Copy out the entries below word for word, starting at the line containing "of the door" and continuing through the end of the entries, including both of those lines.

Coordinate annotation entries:
::::::
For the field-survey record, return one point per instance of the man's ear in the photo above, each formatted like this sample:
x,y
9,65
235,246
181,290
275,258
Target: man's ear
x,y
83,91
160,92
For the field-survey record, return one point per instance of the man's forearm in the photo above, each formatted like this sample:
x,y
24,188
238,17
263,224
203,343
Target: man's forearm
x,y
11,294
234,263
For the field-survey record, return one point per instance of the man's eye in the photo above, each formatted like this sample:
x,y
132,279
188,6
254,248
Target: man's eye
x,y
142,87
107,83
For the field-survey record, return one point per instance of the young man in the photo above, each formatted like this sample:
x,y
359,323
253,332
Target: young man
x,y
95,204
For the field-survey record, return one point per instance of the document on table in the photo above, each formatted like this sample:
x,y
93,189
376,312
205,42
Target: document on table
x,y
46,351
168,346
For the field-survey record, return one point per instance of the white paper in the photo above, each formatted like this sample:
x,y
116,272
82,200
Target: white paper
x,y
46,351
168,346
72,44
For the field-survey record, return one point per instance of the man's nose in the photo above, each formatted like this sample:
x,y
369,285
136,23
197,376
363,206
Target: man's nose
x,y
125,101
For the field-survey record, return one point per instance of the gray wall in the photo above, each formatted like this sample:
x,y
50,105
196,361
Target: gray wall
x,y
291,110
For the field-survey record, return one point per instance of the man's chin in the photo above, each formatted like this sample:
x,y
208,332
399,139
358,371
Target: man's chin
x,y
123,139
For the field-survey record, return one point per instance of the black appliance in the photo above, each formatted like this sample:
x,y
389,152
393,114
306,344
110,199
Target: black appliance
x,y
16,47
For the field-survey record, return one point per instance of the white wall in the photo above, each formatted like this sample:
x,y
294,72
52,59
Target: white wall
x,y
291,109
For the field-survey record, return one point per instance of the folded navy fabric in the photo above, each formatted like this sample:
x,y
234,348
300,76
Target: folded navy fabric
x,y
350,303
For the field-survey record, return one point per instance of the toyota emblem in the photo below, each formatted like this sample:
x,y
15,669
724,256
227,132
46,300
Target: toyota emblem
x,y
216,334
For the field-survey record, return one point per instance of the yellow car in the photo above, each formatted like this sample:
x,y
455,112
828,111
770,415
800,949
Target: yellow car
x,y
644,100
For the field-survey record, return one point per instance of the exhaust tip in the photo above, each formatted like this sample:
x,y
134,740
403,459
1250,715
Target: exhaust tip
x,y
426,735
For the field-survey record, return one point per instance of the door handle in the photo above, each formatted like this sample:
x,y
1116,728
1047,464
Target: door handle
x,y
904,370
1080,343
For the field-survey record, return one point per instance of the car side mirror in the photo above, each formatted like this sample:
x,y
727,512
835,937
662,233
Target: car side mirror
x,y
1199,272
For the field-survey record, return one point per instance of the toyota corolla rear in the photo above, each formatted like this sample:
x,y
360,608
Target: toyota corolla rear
::::::
▶ [TASK RESULT]
For the field-survey record, return one point per instance of the door handle in the photo above, each formatted like this sample:
x,y
1116,728
1047,464
Target: door handle
x,y
904,370
1080,343
For the field-survey record, return one point per instance of the car side mirror in the photo above, each formatted like this sample:
x,y
727,512
835,937
662,233
Target: car side mirror
x,y
1199,272
For the field-survey record, return one point per instance of the toyota corolla rear in the photo above, each formatted like this sample:
x,y
360,608
Target: toyota corolla rear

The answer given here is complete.